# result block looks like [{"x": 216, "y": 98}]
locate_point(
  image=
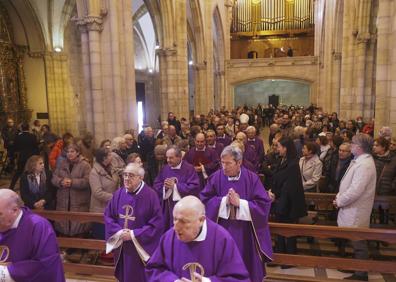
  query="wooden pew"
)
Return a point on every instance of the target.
[{"x": 287, "y": 230}]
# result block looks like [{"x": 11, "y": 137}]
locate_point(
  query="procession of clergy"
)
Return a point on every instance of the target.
[{"x": 215, "y": 232}]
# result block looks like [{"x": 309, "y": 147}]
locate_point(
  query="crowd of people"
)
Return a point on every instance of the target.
[{"x": 214, "y": 162}]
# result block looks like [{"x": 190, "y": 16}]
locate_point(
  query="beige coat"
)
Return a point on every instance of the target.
[
  {"x": 103, "y": 186},
  {"x": 75, "y": 198},
  {"x": 357, "y": 191},
  {"x": 311, "y": 171}
]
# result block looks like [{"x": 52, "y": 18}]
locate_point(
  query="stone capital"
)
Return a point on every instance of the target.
[
  {"x": 165, "y": 52},
  {"x": 89, "y": 23},
  {"x": 363, "y": 37}
]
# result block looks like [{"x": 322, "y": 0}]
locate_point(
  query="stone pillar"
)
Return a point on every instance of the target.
[
  {"x": 61, "y": 101},
  {"x": 385, "y": 99},
  {"x": 173, "y": 59},
  {"x": 108, "y": 57},
  {"x": 357, "y": 71}
]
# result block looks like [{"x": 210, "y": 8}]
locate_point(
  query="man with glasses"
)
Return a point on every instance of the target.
[
  {"x": 355, "y": 198},
  {"x": 134, "y": 224}
]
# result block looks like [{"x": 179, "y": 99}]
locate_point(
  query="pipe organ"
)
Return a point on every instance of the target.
[{"x": 272, "y": 17}]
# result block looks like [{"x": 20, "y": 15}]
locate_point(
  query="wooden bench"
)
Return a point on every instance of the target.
[{"x": 287, "y": 230}]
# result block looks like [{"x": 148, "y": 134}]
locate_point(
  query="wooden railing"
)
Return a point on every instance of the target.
[{"x": 287, "y": 230}]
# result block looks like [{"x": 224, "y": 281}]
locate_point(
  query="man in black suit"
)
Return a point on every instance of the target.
[{"x": 26, "y": 145}]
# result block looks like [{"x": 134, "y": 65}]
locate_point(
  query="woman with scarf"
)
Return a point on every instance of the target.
[{"x": 36, "y": 189}]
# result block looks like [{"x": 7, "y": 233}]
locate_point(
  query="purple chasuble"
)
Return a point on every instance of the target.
[
  {"x": 252, "y": 237},
  {"x": 208, "y": 158},
  {"x": 147, "y": 226},
  {"x": 226, "y": 140},
  {"x": 218, "y": 255},
  {"x": 34, "y": 254},
  {"x": 187, "y": 184},
  {"x": 219, "y": 147}
]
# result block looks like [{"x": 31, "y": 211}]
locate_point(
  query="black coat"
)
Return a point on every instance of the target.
[
  {"x": 332, "y": 184},
  {"x": 289, "y": 192},
  {"x": 30, "y": 198},
  {"x": 26, "y": 145}
]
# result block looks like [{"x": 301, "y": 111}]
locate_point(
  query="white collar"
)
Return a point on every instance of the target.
[
  {"x": 176, "y": 167},
  {"x": 235, "y": 178},
  {"x": 17, "y": 220},
  {"x": 138, "y": 190},
  {"x": 202, "y": 236}
]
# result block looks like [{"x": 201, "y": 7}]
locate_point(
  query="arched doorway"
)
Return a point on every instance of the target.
[{"x": 289, "y": 92}]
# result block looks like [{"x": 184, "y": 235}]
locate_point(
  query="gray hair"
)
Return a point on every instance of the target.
[
  {"x": 176, "y": 149},
  {"x": 232, "y": 151},
  {"x": 134, "y": 169},
  {"x": 115, "y": 143},
  {"x": 364, "y": 141}
]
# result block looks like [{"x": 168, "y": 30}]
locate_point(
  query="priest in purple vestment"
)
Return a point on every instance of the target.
[
  {"x": 205, "y": 160},
  {"x": 134, "y": 225},
  {"x": 195, "y": 249},
  {"x": 237, "y": 200},
  {"x": 28, "y": 246},
  {"x": 176, "y": 180}
]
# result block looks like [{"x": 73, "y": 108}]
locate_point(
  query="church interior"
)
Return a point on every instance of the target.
[{"x": 105, "y": 68}]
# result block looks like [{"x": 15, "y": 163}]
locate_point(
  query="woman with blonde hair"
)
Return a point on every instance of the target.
[{"x": 36, "y": 189}]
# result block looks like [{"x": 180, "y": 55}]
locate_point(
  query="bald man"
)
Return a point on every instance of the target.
[
  {"x": 28, "y": 246},
  {"x": 195, "y": 249},
  {"x": 204, "y": 159}
]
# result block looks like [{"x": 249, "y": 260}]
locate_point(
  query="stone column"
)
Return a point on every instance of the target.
[
  {"x": 61, "y": 101},
  {"x": 385, "y": 99},
  {"x": 173, "y": 59}
]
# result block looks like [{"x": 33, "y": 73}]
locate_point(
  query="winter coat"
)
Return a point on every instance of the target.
[
  {"x": 74, "y": 198},
  {"x": 103, "y": 185},
  {"x": 357, "y": 191},
  {"x": 386, "y": 174}
]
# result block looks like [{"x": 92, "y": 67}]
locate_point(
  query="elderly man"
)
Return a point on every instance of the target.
[
  {"x": 172, "y": 138},
  {"x": 356, "y": 196},
  {"x": 28, "y": 244},
  {"x": 134, "y": 225},
  {"x": 211, "y": 142},
  {"x": 204, "y": 159},
  {"x": 195, "y": 249},
  {"x": 176, "y": 180},
  {"x": 236, "y": 199}
]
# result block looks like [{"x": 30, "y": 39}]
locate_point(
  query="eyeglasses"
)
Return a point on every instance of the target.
[{"x": 129, "y": 175}]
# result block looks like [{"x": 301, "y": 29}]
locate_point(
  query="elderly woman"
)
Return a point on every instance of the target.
[
  {"x": 310, "y": 167},
  {"x": 72, "y": 180},
  {"x": 118, "y": 154},
  {"x": 104, "y": 182},
  {"x": 36, "y": 189},
  {"x": 288, "y": 193}
]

- YOUR GOAL
Your copy should match the records above word for word, but without images.

- EXPECTED ANSWER
# result block looks like [{"x": 216, "y": 98}]
locate_point(
  image=
  query="wooden pew"
)
Return a point on every instance of the target.
[{"x": 287, "y": 230}]
# result block looks like [{"x": 11, "y": 137}]
locate_point(
  query="procession of clergy"
)
Return a point on every instance of the target.
[{"x": 215, "y": 232}]
# result block looks like [{"x": 309, "y": 147}]
locate_point(
  query="crowd of people"
)
Return a point on every instance of the target.
[{"x": 214, "y": 162}]
# result block looks like [{"x": 190, "y": 16}]
locate_point(
  query="beige coat"
)
Return a point on every instance of the target.
[
  {"x": 103, "y": 186},
  {"x": 75, "y": 198},
  {"x": 357, "y": 191},
  {"x": 311, "y": 171}
]
# result block looks like [{"x": 52, "y": 18}]
locate_point(
  query="stone capital"
)
Return a point on every instance of the target.
[
  {"x": 165, "y": 52},
  {"x": 89, "y": 23},
  {"x": 363, "y": 37}
]
# result block looks like [{"x": 322, "y": 0}]
locate_point(
  query="stone pillar"
)
Return a point on every instance of the target.
[
  {"x": 61, "y": 101},
  {"x": 385, "y": 99},
  {"x": 173, "y": 59},
  {"x": 108, "y": 57},
  {"x": 357, "y": 71}
]
# result block looks like [{"x": 210, "y": 8}]
locate_point(
  query="man with glasses"
)
Return a point on every instance of the target.
[
  {"x": 355, "y": 198},
  {"x": 134, "y": 224}
]
# result block looks like [{"x": 179, "y": 99}]
locate_point(
  query="pipe organ"
)
Return a point on every instance of the target.
[{"x": 272, "y": 17}]
# result block looks like [{"x": 20, "y": 15}]
locate_point(
  query="wooden bench"
)
Return a point on every instance of the target.
[{"x": 287, "y": 230}]
# result block looks like [{"x": 148, "y": 134}]
locate_point(
  query="wooden railing"
)
Return a point on every instance of the target.
[{"x": 287, "y": 230}]
# result block looks like [{"x": 224, "y": 281}]
locate_point(
  query="man in black suit"
)
Return a point on every instance of the target.
[{"x": 26, "y": 145}]
# result block looks like [{"x": 134, "y": 65}]
locate_point(
  query="woman with scarf"
)
Return a point on every instance of the target.
[{"x": 36, "y": 189}]
# result block looks like [{"x": 7, "y": 233}]
locate_point(
  query="purple chasuble"
)
Return a point on every instance of the target.
[
  {"x": 252, "y": 237},
  {"x": 208, "y": 158},
  {"x": 147, "y": 226},
  {"x": 226, "y": 140},
  {"x": 218, "y": 255},
  {"x": 34, "y": 254},
  {"x": 187, "y": 184},
  {"x": 219, "y": 147}
]
# result block looks like [{"x": 31, "y": 211}]
locate_point(
  query="black coat"
)
Return a point on every instance of the target.
[
  {"x": 332, "y": 184},
  {"x": 289, "y": 192},
  {"x": 30, "y": 198},
  {"x": 26, "y": 145}
]
# result block looks like [{"x": 301, "y": 111}]
locate_point(
  query="white collar"
)
Return a point on every instance of the target.
[
  {"x": 176, "y": 167},
  {"x": 235, "y": 178},
  {"x": 17, "y": 220},
  {"x": 138, "y": 190},
  {"x": 202, "y": 236}
]
# result block looks like [{"x": 201, "y": 7}]
locate_point(
  query="arched doorway"
)
Return a point on every instance of the target.
[{"x": 289, "y": 92}]
# result block looks like [{"x": 184, "y": 235}]
locate_point(
  query="gray hair"
)
Return a point on every instance of the target.
[
  {"x": 176, "y": 149},
  {"x": 232, "y": 151},
  {"x": 134, "y": 169},
  {"x": 115, "y": 143},
  {"x": 364, "y": 141}
]
# result block looks like [{"x": 168, "y": 30}]
locate_point(
  query="priest in purple vestment"
)
Return a point on every instance of the target.
[
  {"x": 205, "y": 160},
  {"x": 134, "y": 225},
  {"x": 195, "y": 249},
  {"x": 237, "y": 200},
  {"x": 28, "y": 246},
  {"x": 176, "y": 180}
]
# result block looks like [{"x": 73, "y": 108}]
locate_point(
  query="church interior"
)
Return a point on every instance of the target.
[{"x": 105, "y": 68}]
# result block looks like [{"x": 15, "y": 163}]
locate_point(
  query="woman with blonde hair"
)
Return a point on every instance of the target.
[{"x": 36, "y": 189}]
# result block looks like [{"x": 180, "y": 55}]
locate_point(
  query="bald man"
)
Return a point on every instance of the target.
[
  {"x": 28, "y": 246},
  {"x": 195, "y": 249},
  {"x": 204, "y": 159}
]
# result block looks like [{"x": 249, "y": 260}]
locate_point(
  query="stone column"
)
Return a point on every instance of the target.
[
  {"x": 61, "y": 101},
  {"x": 385, "y": 99},
  {"x": 173, "y": 59}
]
# result block looks like [{"x": 33, "y": 73}]
locate_point(
  query="winter coat"
)
Return a point on every instance of the target.
[
  {"x": 74, "y": 198},
  {"x": 103, "y": 185},
  {"x": 357, "y": 191},
  {"x": 386, "y": 174}
]
# result block looks like [{"x": 92, "y": 67}]
locate_point(
  query="elderly man"
)
Return a point on every instance of the target.
[
  {"x": 172, "y": 138},
  {"x": 356, "y": 196},
  {"x": 28, "y": 244},
  {"x": 134, "y": 225},
  {"x": 211, "y": 142},
  {"x": 204, "y": 159},
  {"x": 195, "y": 249},
  {"x": 176, "y": 180},
  {"x": 236, "y": 199}
]
# result block looks like [{"x": 30, "y": 39}]
locate_point(
  query="eyeglasses"
)
Return a point on every instance of the target.
[{"x": 129, "y": 175}]
# result block looks like [{"x": 301, "y": 29}]
locate_point(
  query="elderly woman"
)
Return a point on every instance of the target.
[
  {"x": 310, "y": 167},
  {"x": 72, "y": 180},
  {"x": 118, "y": 154},
  {"x": 104, "y": 182},
  {"x": 36, "y": 189},
  {"x": 288, "y": 193}
]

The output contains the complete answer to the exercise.